**What is being asked**.
Whenever a line in the records below holds the string "writing", copy it out.

────────────────────────────────────────

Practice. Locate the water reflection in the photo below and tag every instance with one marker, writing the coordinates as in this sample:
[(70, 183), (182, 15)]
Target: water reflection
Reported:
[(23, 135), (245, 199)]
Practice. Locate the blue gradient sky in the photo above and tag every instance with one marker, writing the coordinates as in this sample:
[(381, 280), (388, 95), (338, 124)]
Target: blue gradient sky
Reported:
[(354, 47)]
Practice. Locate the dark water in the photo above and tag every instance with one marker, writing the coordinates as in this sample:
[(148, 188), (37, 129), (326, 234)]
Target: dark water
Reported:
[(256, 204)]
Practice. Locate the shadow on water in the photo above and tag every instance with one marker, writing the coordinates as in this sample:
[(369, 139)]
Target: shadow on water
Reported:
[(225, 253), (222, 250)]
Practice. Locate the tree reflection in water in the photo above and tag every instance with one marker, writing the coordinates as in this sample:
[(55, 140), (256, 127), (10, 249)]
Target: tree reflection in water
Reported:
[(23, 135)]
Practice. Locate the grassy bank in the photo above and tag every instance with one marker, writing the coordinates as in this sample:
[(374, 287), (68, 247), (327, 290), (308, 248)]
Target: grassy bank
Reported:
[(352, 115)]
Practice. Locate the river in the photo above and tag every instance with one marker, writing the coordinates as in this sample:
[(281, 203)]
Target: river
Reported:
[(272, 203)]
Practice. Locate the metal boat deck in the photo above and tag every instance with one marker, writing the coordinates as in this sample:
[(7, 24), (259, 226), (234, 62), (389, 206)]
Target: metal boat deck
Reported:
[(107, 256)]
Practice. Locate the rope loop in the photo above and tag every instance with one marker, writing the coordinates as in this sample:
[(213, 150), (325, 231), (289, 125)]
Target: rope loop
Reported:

────────────────────────────────────────

**Exercise answer**.
Practice. Locate the water reflection in the photo below and tag every instance with one marker, writing the coordinates as in this sample:
Practice. Locate the blue gradient sky in the photo above and tag every instance with one marker, writing the coordinates as in this sample:
Practice. Locate the dark water in the photo above and tag every instance with one marker, writing the coordinates as in this sample:
Practice. Locate the shadow on water in the photo above and tag every instance with one marker, writing the coordinates as in this sample:
Practice. Locate the tree reflection in water in the photo above and tag every instance with one marker, writing the coordinates as in this sample:
Practice. Locate the grassy bank in the photo above and tag every instance with one marker, writing the coordinates as in this sample:
Practice. Locate the river in the photo above and tag every instance with one marker, writing the coordinates as in this sample:
Practice. Locate the metal boat deck in the photo above and tag every instance with one marker, writing the coordinates as in this sample:
Practice. Locate the rope loop in the photo above and tag every instance with one marker, writing the coordinates as in this sample:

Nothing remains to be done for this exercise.